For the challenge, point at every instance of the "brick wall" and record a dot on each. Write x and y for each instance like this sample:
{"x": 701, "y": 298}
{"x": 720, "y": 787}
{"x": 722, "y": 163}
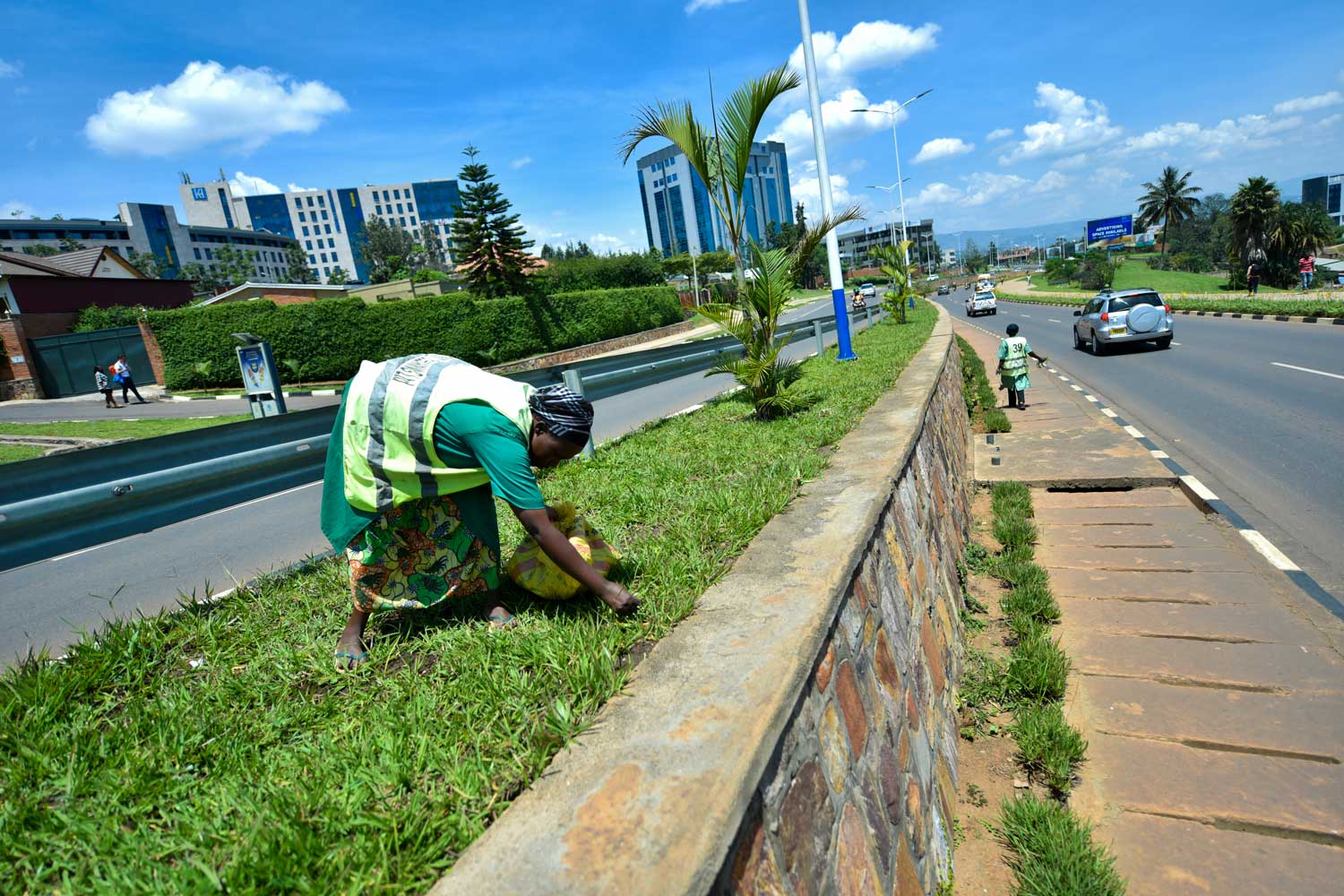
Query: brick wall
{"x": 863, "y": 783}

========================

● **ACTIVITY**
Every record is to be repeated exactly, and no picture is carried over.

● **EXERCISE OUTPUT**
For the challenge, point at every instance of the "brick wall" and record a dot on each. Write x and y for each instance like this sample:
{"x": 701, "y": 298}
{"x": 720, "y": 787}
{"x": 722, "y": 163}
Query: brick wall
{"x": 863, "y": 783}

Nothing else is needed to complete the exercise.